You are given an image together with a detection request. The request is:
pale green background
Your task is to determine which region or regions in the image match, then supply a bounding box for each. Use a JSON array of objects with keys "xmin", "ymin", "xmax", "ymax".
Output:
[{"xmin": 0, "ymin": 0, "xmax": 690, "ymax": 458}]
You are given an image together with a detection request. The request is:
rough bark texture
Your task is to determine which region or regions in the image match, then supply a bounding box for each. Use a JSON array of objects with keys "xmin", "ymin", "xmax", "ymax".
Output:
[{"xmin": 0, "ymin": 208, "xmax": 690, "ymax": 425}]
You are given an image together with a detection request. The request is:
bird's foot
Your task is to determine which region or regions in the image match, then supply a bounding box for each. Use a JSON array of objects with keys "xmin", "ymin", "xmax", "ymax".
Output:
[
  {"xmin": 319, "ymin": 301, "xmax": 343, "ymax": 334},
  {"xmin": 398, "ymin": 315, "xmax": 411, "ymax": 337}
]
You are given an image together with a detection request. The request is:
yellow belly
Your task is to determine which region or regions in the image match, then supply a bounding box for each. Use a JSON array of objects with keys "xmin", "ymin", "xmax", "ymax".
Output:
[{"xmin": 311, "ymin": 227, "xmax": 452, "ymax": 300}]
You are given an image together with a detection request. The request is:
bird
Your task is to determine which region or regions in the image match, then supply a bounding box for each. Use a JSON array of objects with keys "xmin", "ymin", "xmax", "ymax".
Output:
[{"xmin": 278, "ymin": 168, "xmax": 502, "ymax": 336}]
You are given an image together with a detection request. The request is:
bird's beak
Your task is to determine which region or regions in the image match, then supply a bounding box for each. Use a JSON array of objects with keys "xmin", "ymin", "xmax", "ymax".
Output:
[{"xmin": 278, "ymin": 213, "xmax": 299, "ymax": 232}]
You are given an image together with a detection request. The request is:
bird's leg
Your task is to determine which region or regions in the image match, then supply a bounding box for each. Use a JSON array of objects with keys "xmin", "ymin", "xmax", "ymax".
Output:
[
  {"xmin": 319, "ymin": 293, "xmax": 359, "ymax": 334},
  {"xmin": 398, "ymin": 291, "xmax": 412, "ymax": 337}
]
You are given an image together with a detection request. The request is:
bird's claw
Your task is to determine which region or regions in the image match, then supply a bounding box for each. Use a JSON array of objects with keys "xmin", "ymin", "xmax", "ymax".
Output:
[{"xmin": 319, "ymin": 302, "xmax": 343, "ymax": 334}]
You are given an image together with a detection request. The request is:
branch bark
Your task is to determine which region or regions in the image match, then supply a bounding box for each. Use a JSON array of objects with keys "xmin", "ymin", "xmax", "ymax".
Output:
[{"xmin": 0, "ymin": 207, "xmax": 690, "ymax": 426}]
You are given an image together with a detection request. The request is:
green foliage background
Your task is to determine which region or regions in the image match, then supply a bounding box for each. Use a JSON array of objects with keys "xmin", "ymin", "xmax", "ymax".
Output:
____________
» **TASK OBJECTIVE**
Each line above is to be repeated exactly.

» **ANSWER BELOW**
You are given an image together with a detection request. The request is:
pale green background
Your task is to determine which region or regions in the image match, then supply a bounding box for each. Use a JSON array of objects with keys "xmin", "ymin", "xmax", "ymax".
Output:
[{"xmin": 0, "ymin": 0, "xmax": 690, "ymax": 458}]
You are given an image together with a detection request. The request is:
rough bark texture
Your task is to determine which region or regions in the image match, then supply a bounding box for each. Use a JSON array of objects with keys "xmin", "ymin", "xmax", "ymax".
Output:
[{"xmin": 0, "ymin": 208, "xmax": 690, "ymax": 425}]
You are given an image together with a detection request. The request is:
bird's foot
Your task is to determine which region or regions in the image match, then supply a bounding box for each. Use a JSON array of objects with keys "xmin", "ymin", "xmax", "ymax".
Output:
[
  {"xmin": 319, "ymin": 301, "xmax": 343, "ymax": 334},
  {"xmin": 398, "ymin": 315, "xmax": 411, "ymax": 337}
]
You are given an image together with a detection request. The request is:
yellow belly
Your task is to determine which region or regions in the image match, then supply a bounding box for each. Use a JSON array of objects with keys "xmin", "ymin", "xmax", "ymax".
Output:
[{"xmin": 311, "ymin": 227, "xmax": 452, "ymax": 300}]
You are given an image together with a detection request. The request is:
bird
Your task is to determine which region or regions in the image match, then supply a bounding box for each. Use a JSON array of objects with keys "xmin", "ymin", "xmax", "ymax".
Output:
[{"xmin": 278, "ymin": 168, "xmax": 502, "ymax": 336}]
You are given an image together with a detection request. The request is:
bird's beak
Your task is to determine which region or regions in the image match, then supply a bounding box for each. Use a JSON array of objects with keys "xmin", "ymin", "xmax", "ymax".
Output:
[{"xmin": 278, "ymin": 213, "xmax": 299, "ymax": 232}]
You are given an image together with a detection request. The request is:
bird's leg
Your task is to determine which region or regions in the image match, then supply a bounding box for each. Use a JSON array of objects with keys "xmin", "ymin", "xmax", "ymax".
Output:
[
  {"xmin": 319, "ymin": 293, "xmax": 359, "ymax": 334},
  {"xmin": 398, "ymin": 291, "xmax": 412, "ymax": 337}
]
You are given an image together with a detection request. The request is:
bird's claw
Your task is to determine which region or regions in the image match, then supply a bounding box for each. Use a JSON array of objects with keys "xmin", "ymin", "xmax", "ymax".
Output:
[{"xmin": 319, "ymin": 302, "xmax": 343, "ymax": 334}]
You are given an image together with a detection request. The request is:
branch bark
Your task is to determine which region or regions in the image match, then supply a bounding box for each. Use a JSON array of objects with keys "xmin", "ymin", "xmax", "ymax".
Output:
[{"xmin": 0, "ymin": 207, "xmax": 690, "ymax": 426}]
You are given an image together with a detection request. The request is:
green foliage background
Your task is to determine which region or regions in the image match, then supply a bounding box for each. Use a JSON array of objects with keys "xmin", "ymin", "xmax", "ymax".
Output:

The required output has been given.